Task to complete ▸
Pick up the "Flee" review after its last sentence and carry it forward in the same voice.

Jen Yamato, Los Angeles Times on

Published in Entertainment News

Amin Nawabi sits for the camera and closes his eyes in the Danish hybrid documentary "Flee" — an intimate portrait of the lasting traumas of displacement and one of the most humane films of the year. He breathes in deeply and the distant memories start trickling out, punctuated in long-ago feelings and details.

First he's a young boy dancing through the streets of 1980s Kabul, carefree as Western pop music blasts from pink headphones on his ears. Later he sits rapt in the backyard of his family home listening to tales of his father, who'd been taken by the Communist government and would never be seen again. Some time after that, he recalls the shock of fleeing war-torn Afghanistan in 1989 with his mother and siblings — only to be stuck in limbo with expired immigration papers in desolate post-Soviet Russia, watching dubbed Mexican telenovelas to mark the time before mounting ever more harrowing attempts toward a better future.

Supplied data ▸
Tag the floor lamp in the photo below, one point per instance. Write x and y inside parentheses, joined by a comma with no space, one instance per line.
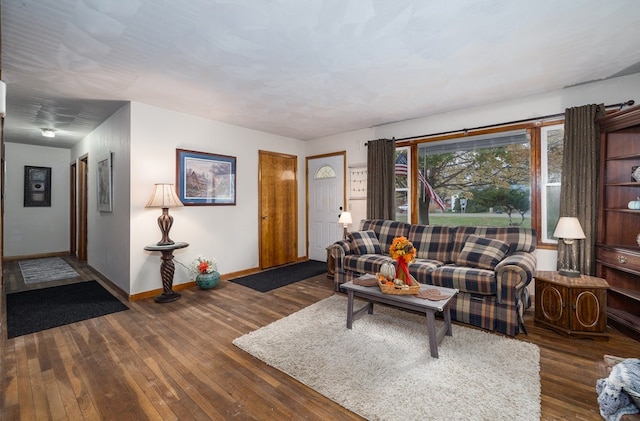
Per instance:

Output below ▸
Decades of lingering anxiety, fear and buried pain reveal themselves as Nawabi, now an academic living in Copenhagen with his boyfriend, recounts his experiences as an Afghani child refugee to director and longtime friend Jonas Poher Rasmussen in "Flee" (the film, which won the Sundance Grand Jury Documentary Prize earlier this year, is also Denmark's official Oscars entry.)

Rasmussen first met Nawabi (credited under a pseudonym and also as co-writer of the film) as middle school students. The film includes his own animated memory of first seeing the guarded young Amin, then a quiet immigrant kid in a strange land trying hard not to be noticed. Now, after decades of close friendship, Rasmussen attempts to record the story of his friend's early life. He ends up bearing witness to painful truths Nawabi had kept locked deep inside from everyone around him, the film becoming not only testimonial but catalyst for catharsis.

Interspersed with archival news footage and presented mostly in expressive 2D color animation sequences, "Flee" grounds Nawabi's recollections in the contexts of the geopolitical clashes that left him, his family and thousands of fellow refugees displaced and desperate enough to risk danger, separation and worse for better lives.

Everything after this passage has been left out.